___ Data for the task
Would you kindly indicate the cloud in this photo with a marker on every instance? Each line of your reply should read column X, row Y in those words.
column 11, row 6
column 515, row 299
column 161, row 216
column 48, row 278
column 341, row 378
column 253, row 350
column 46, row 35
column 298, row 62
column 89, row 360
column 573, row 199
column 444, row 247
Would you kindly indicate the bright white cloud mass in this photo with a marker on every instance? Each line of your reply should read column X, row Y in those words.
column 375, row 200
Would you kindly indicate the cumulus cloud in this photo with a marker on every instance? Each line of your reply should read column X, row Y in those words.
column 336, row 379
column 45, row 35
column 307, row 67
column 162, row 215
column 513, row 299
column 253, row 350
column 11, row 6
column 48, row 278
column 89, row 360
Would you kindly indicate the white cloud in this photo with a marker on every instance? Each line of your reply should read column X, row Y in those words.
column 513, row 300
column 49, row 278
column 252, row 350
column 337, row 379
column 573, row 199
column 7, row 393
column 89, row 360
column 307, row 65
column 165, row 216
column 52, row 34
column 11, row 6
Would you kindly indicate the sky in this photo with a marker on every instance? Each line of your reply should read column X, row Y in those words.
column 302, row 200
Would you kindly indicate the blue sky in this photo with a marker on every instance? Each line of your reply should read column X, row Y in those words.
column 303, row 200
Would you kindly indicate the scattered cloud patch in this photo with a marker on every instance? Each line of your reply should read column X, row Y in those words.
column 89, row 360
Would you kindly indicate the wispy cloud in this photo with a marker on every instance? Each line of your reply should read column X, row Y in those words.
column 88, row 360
______
- Exercise instructions: Output every line of the items above as a JSON list of strings, one string per line, with blank lines left out.

- Exercise output:
[
  "Would you kindly indicate the cloud in this photo with a marker on every instance? Each line of your reply should read column X, row Y in those words.",
  "column 11, row 6",
  "column 515, row 299",
  "column 161, row 216",
  "column 48, row 278",
  "column 341, row 378",
  "column 253, row 350",
  "column 46, row 35",
  "column 298, row 62",
  "column 89, row 360",
  "column 573, row 199",
  "column 444, row 247",
  "Would you kindly indicate the bright white cloud mass in this photo with a marker on every instance? Each line of your reply should read column X, row Y in those words.",
  "column 375, row 200",
  "Would you kindly indicate the cumulus cloud in this photo with a marker on every instance? Each line of your reply should read column X, row Y in those words.",
  "column 336, row 379",
  "column 45, row 35",
  "column 307, row 67",
  "column 162, row 215",
  "column 513, row 299",
  "column 253, row 350",
  "column 11, row 6",
  "column 48, row 278",
  "column 89, row 360",
  "Would you kindly indicate the white cloud in this photo with a marker on every instance? Each line of your reply should read column X, row Y in those words.",
  "column 513, row 300",
  "column 49, row 278",
  "column 252, row 350",
  "column 337, row 379",
  "column 573, row 199",
  "column 7, row 393",
  "column 89, row 360",
  "column 307, row 65",
  "column 165, row 216",
  "column 52, row 34",
  "column 11, row 6",
  "Would you kindly indicate the sky in this photo with a marker on every instance? Each line of your reply should read column X, row Y in those words.",
  "column 302, row 200",
  "Would you kindly indicate the blue sky in this photo with a marker on every instance? Each line of your reply should read column X, row Y in those words.",
  "column 303, row 200",
  "Would you kindly indicate the scattered cloud patch in this photo with a marker on every instance? Each line of your reply should read column X, row Y in those words.",
  "column 89, row 360",
  "Would you kindly indicate the wispy cloud in this photo with a marker on every instance? Each line of your reply should read column X, row Y in those words.",
  "column 88, row 360"
]